Work to complete:
Every line of the records below should be restated exactly.

Given records:
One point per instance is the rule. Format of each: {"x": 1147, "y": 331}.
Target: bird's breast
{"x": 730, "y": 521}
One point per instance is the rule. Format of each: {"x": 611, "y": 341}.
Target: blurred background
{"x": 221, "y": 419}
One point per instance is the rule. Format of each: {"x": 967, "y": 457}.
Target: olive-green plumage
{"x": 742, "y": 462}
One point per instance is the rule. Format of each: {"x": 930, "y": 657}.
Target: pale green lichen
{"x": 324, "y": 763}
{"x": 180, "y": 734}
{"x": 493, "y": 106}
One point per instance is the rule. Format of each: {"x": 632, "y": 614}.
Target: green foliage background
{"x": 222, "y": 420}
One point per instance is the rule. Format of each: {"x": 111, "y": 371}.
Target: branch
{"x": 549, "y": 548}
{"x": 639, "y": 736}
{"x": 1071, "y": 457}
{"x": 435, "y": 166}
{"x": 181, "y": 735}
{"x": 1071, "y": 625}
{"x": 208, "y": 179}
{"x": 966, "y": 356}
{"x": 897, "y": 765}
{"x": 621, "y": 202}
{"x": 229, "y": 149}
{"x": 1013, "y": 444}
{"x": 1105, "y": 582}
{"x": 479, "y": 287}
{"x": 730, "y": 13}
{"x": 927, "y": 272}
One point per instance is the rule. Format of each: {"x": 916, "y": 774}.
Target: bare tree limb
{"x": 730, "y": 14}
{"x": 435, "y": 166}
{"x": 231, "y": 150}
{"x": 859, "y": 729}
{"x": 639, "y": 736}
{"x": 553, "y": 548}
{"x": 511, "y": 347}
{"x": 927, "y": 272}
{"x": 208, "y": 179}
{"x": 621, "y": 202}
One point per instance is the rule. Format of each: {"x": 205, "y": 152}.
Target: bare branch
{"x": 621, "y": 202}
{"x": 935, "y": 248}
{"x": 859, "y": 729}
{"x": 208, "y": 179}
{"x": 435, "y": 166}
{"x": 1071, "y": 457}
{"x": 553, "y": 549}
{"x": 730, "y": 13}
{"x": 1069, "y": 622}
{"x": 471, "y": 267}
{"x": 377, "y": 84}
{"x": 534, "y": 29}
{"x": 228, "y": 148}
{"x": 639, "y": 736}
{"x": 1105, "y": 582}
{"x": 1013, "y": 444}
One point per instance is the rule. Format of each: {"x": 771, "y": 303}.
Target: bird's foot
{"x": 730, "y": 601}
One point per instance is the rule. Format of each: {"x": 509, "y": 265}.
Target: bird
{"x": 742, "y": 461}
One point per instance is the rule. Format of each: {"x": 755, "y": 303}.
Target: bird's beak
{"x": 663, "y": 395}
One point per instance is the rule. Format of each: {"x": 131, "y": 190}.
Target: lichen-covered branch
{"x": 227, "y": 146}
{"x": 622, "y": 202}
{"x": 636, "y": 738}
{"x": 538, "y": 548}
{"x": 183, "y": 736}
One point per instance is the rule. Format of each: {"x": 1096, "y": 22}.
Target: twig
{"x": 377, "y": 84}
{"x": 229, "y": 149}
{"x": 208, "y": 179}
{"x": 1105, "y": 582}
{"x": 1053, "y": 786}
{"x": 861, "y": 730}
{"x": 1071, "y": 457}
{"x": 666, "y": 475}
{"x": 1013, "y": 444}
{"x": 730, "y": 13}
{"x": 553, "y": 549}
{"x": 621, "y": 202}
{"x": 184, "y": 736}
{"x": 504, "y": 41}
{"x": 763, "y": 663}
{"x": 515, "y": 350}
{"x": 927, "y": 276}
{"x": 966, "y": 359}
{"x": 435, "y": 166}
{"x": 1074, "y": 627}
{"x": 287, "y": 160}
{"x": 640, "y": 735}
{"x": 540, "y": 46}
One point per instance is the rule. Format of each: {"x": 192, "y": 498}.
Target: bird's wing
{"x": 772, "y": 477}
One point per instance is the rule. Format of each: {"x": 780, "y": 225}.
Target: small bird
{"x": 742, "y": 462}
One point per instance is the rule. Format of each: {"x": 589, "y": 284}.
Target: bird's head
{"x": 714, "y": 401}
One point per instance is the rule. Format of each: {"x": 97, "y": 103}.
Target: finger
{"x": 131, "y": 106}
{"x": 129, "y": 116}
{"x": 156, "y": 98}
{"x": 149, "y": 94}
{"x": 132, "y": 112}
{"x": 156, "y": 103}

Exercise solution:
One point per instance is the rule. Format of each: {"x": 1147, "y": 331}.
Target: bird's breast
{"x": 730, "y": 521}
One point per instance is the rule. Format of each: {"x": 611, "y": 341}.
Target: blurred background
{"x": 221, "y": 419}
One point per instance is the rule. Format of each: {"x": 967, "y": 457}.
Target: olive-green plumage
{"x": 742, "y": 462}
One point per instance is the rule. Format of each: {"x": 930, "y": 657}.
Target: pale green lichen
{"x": 324, "y": 763}
{"x": 180, "y": 734}
{"x": 493, "y": 106}
One point per instance is the rule. Format of each: {"x": 632, "y": 614}.
Target: green foliage background
{"x": 222, "y": 420}
One point per instance is the rule. Format of each: {"x": 111, "y": 371}.
Target: branch
{"x": 549, "y": 548}
{"x": 639, "y": 736}
{"x": 1071, "y": 457}
{"x": 435, "y": 166}
{"x": 181, "y": 735}
{"x": 1071, "y": 625}
{"x": 208, "y": 179}
{"x": 966, "y": 356}
{"x": 897, "y": 765}
{"x": 621, "y": 202}
{"x": 229, "y": 149}
{"x": 1013, "y": 444}
{"x": 1105, "y": 582}
{"x": 479, "y": 287}
{"x": 730, "y": 13}
{"x": 927, "y": 272}
One point per instance is the rule. Format of each: {"x": 916, "y": 774}.
Target: bare tree limb
{"x": 730, "y": 14}
{"x": 435, "y": 166}
{"x": 231, "y": 150}
{"x": 859, "y": 729}
{"x": 639, "y": 736}
{"x": 553, "y": 548}
{"x": 511, "y": 347}
{"x": 927, "y": 272}
{"x": 208, "y": 179}
{"x": 621, "y": 202}
One point per instance is the rule. Format of each: {"x": 205, "y": 152}.
Target: bare branch
{"x": 621, "y": 202}
{"x": 935, "y": 248}
{"x": 859, "y": 729}
{"x": 208, "y": 179}
{"x": 435, "y": 166}
{"x": 1071, "y": 457}
{"x": 553, "y": 549}
{"x": 730, "y": 13}
{"x": 1069, "y": 622}
{"x": 471, "y": 267}
{"x": 377, "y": 84}
{"x": 534, "y": 29}
{"x": 228, "y": 148}
{"x": 639, "y": 736}
{"x": 1105, "y": 582}
{"x": 1013, "y": 444}
One point per instance is the rule. Format of each: {"x": 771, "y": 303}.
Target: bird's foot
{"x": 730, "y": 601}
One point per instance is the rule. Format of each: {"x": 509, "y": 265}.
Target: bird
{"x": 742, "y": 461}
One point per instance is the rule. Format of each: {"x": 755, "y": 303}.
Target: bird's beak
{"x": 663, "y": 395}
One point per instance is the rule. Format of each: {"x": 131, "y": 190}.
Target: lichen-covered branch
{"x": 227, "y": 146}
{"x": 622, "y": 202}
{"x": 636, "y": 738}
{"x": 538, "y": 548}
{"x": 183, "y": 736}
One point per instance is the rule. Format of each: {"x": 1096, "y": 22}.
Target: twig
{"x": 377, "y": 84}
{"x": 229, "y": 149}
{"x": 208, "y": 179}
{"x": 1105, "y": 582}
{"x": 1053, "y": 786}
{"x": 861, "y": 730}
{"x": 1071, "y": 457}
{"x": 666, "y": 475}
{"x": 1013, "y": 444}
{"x": 730, "y": 13}
{"x": 553, "y": 549}
{"x": 621, "y": 202}
{"x": 184, "y": 736}
{"x": 504, "y": 41}
{"x": 763, "y": 663}
{"x": 515, "y": 350}
{"x": 927, "y": 276}
{"x": 966, "y": 359}
{"x": 435, "y": 166}
{"x": 1074, "y": 627}
{"x": 287, "y": 160}
{"x": 640, "y": 735}
{"x": 540, "y": 46}
One point per instance is the rule. Format of each: {"x": 192, "y": 498}.
Target: bird's wing
{"x": 772, "y": 477}
One point per instance is the rule. Format of each: {"x": 780, "y": 225}.
Target: small bird
{"x": 742, "y": 462}
One point per instance is the rule. Format of each: {"x": 589, "y": 284}.
Target: bird's head
{"x": 714, "y": 401}
One point per instance is the rule. Format of each: {"x": 97, "y": 103}.
Target: finger
{"x": 131, "y": 106}
{"x": 129, "y": 116}
{"x": 156, "y": 98}
{"x": 149, "y": 94}
{"x": 132, "y": 112}
{"x": 156, "y": 103}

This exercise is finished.